[Data listing]

..........

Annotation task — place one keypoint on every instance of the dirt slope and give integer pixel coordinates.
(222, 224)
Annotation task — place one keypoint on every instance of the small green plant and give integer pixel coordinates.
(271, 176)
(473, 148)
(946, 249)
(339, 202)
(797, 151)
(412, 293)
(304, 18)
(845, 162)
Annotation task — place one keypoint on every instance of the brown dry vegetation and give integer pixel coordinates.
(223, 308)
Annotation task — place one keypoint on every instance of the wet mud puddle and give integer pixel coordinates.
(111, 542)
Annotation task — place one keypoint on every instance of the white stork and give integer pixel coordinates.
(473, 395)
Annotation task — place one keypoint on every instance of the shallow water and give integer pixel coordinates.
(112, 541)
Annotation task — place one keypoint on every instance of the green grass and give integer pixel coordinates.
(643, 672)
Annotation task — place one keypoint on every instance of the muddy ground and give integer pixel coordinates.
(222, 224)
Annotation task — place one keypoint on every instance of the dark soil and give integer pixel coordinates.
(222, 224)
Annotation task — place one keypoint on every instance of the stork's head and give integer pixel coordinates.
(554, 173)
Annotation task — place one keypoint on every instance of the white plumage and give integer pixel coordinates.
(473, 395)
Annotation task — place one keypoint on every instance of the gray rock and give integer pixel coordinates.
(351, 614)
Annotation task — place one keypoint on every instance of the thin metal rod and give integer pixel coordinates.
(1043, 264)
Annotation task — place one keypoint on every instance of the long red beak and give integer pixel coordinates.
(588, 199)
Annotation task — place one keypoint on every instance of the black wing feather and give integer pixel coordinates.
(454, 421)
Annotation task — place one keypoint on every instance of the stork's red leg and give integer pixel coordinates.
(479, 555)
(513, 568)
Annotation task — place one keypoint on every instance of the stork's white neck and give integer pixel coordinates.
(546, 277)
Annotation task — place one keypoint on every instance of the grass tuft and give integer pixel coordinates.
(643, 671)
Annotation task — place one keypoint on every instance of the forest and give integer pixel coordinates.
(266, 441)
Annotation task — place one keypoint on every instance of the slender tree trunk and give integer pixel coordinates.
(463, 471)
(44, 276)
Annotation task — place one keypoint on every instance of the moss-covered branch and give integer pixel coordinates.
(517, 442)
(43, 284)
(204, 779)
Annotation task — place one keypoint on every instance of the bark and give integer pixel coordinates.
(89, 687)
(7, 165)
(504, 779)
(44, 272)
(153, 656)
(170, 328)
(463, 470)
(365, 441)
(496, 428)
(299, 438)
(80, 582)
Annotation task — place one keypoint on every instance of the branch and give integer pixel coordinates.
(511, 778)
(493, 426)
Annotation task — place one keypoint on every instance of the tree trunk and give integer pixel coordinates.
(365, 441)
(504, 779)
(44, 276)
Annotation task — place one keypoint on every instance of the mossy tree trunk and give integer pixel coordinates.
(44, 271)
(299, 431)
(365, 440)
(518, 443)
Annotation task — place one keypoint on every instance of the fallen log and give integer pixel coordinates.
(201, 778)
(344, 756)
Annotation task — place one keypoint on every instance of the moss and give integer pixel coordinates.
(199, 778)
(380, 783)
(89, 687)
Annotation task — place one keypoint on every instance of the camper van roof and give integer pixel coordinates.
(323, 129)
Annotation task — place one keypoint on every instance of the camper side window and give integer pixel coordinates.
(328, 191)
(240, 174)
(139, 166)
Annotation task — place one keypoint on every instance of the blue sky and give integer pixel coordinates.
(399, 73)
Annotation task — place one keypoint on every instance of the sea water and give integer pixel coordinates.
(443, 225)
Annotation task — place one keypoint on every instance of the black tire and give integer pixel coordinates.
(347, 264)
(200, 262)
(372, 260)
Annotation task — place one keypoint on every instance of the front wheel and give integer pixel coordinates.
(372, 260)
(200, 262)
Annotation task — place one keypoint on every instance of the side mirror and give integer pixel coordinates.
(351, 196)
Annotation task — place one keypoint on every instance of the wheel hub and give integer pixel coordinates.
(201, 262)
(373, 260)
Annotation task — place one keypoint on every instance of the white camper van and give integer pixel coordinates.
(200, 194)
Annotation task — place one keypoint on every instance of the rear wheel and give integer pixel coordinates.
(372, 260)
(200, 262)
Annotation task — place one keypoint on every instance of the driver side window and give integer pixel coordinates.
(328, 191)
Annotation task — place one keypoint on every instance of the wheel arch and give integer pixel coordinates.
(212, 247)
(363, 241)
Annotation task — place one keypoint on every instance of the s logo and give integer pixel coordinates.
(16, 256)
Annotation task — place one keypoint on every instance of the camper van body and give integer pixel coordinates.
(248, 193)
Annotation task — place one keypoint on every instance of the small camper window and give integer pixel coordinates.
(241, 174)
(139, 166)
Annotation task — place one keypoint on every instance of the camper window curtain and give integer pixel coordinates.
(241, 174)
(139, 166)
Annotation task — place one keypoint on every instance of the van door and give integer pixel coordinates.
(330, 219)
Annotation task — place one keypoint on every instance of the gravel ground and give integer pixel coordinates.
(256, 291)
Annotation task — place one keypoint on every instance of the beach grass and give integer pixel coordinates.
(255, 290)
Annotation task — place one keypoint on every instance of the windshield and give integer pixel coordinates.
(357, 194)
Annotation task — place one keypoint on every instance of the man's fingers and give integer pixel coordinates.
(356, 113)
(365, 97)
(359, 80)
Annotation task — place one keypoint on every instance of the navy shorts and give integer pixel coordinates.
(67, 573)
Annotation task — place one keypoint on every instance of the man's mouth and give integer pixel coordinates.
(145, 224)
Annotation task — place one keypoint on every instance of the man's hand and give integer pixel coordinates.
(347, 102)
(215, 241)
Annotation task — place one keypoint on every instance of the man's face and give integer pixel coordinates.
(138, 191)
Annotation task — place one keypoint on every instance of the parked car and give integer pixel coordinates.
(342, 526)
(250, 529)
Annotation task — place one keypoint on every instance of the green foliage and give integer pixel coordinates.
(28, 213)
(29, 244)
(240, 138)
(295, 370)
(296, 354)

..........

Nothing should be changed: write out all of the data as is.

Exercise response
Annotation task — place one keypoint on every instance of the dirt slope and give integer pixel coordinates.
(222, 224)
Annotation task — place one keypoint on every instance of the small green plant and give integer pixel coordinates.
(271, 176)
(473, 148)
(946, 249)
(339, 202)
(797, 151)
(412, 293)
(304, 18)
(845, 162)
Annotation task — place one keypoint on every instance of the brown dry vegetation and give integer pixel coordinates.
(223, 308)
Annotation task — place one keypoint on every instance of the wet mud puddle and give integer pixel coordinates.
(111, 542)
Annotation task — place one keypoint on every instance of the white stork and give integer pixel coordinates.
(473, 395)
Annotation task — place one keypoint on every instance of the shallow water and give integer pixel coordinates.
(112, 541)
Annotation task — place one keypoint on every instance of the green grass and give integer pixel coordinates.
(643, 672)
Annotation task — place one keypoint on every instance of the muddy ground and give integer pixel coordinates.
(222, 224)
Annotation task — place one keypoint on every instance of the dark soil and give integer pixel coordinates.
(222, 224)
Annotation task — place one keypoint on every instance of the stork's head and give integer pixel coordinates.
(554, 173)
Annotation task — place one keypoint on every instance of the white plumage and give integer pixel coordinates.
(473, 395)
Annotation task — place one keypoint on every instance of the gray rock and give integer pixel coordinates.
(351, 614)
Annotation task — place one keypoint on every instance of the thin metal rod and give integer pixel coordinates.
(1043, 264)
Annotation task — place one keypoint on every instance of the long red beak and give integer pixel coordinates.
(588, 199)
Annotation task — place one keypoint on every instance of the black wing feather and give integer pixel coordinates.
(454, 421)
Annotation task — place one keypoint on every instance of the stork's red leg and give integer pixel coordinates.
(479, 555)
(513, 568)
Annotation task — place one keypoint on every instance of the stork's white neck and give integer pixel coordinates.
(546, 277)
Annotation task — place one keypoint on every instance of the grass tuft and give integer pixel coordinates.
(643, 671)
Annotation task — place one keypoint on every instance of the forest and give integer pixel coordinates.
(266, 441)
Annotation task — place one keypoint on every instance of the slender tree trunk and give integer pixel coordinates.
(463, 471)
(44, 276)
Annotation task — place one keypoint on every instance of the moss-covered branch and give integer pixel coordinates.
(517, 442)
(43, 284)
(204, 779)
Annotation task — place one keypoint on every instance of the bark and give integer pixel coordinates.
(89, 687)
(7, 165)
(504, 779)
(44, 272)
(153, 656)
(170, 328)
(463, 470)
(365, 441)
(496, 428)
(299, 438)
(80, 582)
Annotation task — place one keypoint on every instance of the branch and give integer pixel coordinates.
(511, 778)
(493, 426)
Annotation task — place one keypoint on every instance of the tree trunk and give integer pixel coordinates.
(365, 441)
(504, 779)
(44, 276)
Annotation task — place one keypoint on every instance of the mossy tree trunk and give integer pixel coordinates.
(44, 271)
(299, 431)
(365, 440)
(518, 443)
Annotation task — place one keypoint on every instance of the fallen log and give integer pixel coordinates.
(201, 778)
(344, 756)
Annotation task — place one keypoint on every instance of the moss and give integer pixel coordinates.
(199, 778)
(380, 783)
(89, 687)
Annotation task — place one keypoint on every instance of the camper van roof and give integer pixel coordinates.
(323, 129)
Annotation task — place one keypoint on every instance of the camper side window and give integer pixel coordinates.
(328, 191)
(240, 174)
(139, 166)
Annotation task — place one keypoint on every instance of the blue sky and give integer pixel coordinates.
(399, 73)
Annotation task — place one keypoint on every instance of the sea water and give integer pixel coordinates.
(443, 225)
Annotation task — place one keypoint on every instance of the black tire and give integer pixel coordinates.
(347, 264)
(200, 262)
(372, 260)
Annotation task — place one keypoint on every instance of the front wheel and give integer pixel coordinates.
(372, 260)
(200, 262)
Annotation task — place one keypoint on every instance of the side mirror and give integer pixel coordinates.
(351, 196)
Annotation task — place one keypoint on every instance of the wheel hub and give integer pixel coordinates.
(201, 262)
(373, 260)
Annotation task — place one keypoint on every instance of the white camper van and give integer pixel coordinates.
(200, 194)
Annotation task — place one keypoint on every instance of the rear wheel and give integer pixel coordinates.
(372, 260)
(200, 262)
Annotation task — place one keypoint on every instance of the driver side window and give integer pixel coordinates.
(328, 191)
Annotation task — place one keypoint on every instance of the wheel arch and give integer pixel coordinates.
(212, 247)
(363, 241)
Annotation task — place one keypoint on every instance of the s logo and give integer pixel coordinates.
(16, 256)
Annotation task — place one keypoint on every instance of the camper van body and give integer pixel coordinates.
(248, 193)
Annotation task — place one keypoint on every instance of the small camper window and give integer pixel coordinates.
(241, 174)
(139, 166)
Annotation task — place one keypoint on every instance of the camper window curtain and give integer pixel coordinates.
(241, 174)
(139, 166)
Annotation task — place one keypoint on every instance of the van door and give integer pixel coordinates.
(330, 219)
Annotation task — place one keypoint on every instance of the gravel ground and give integer pixel coordinates.
(256, 291)
Annotation task — place one keypoint on every instance of the beach grass and give integer pixel coordinates.
(255, 290)
Annotation task — place one keypoint on every instance of the windshield and give integer pixel coordinates.
(357, 194)
Annotation task — place one keypoint on every instance of the man's fingers and give integer pixel coordinates.
(356, 113)
(365, 97)
(359, 80)
Annotation task — place one keypoint on every instance of the navy shorts and give integer pixel coordinates.
(67, 573)
Annotation task — place one keypoint on every instance of the man's mouth and give integer pixel coordinates.
(145, 224)
Annotation task — place one keypoint on every instance of the man's hand and give integer pixel coordinates.
(347, 102)
(215, 241)
Annotation task — place one keypoint on every instance of the man's face and give integer pixel coordinates.
(138, 191)
Annotation task — place one keypoint on every instance of the parked car and give integer pixel coordinates.
(342, 526)
(250, 529)
Annotation task — place one keypoint on every instance of the green foliage and give integer pixel coordinates.
(28, 213)
(29, 244)
(240, 138)
(295, 370)
(296, 354)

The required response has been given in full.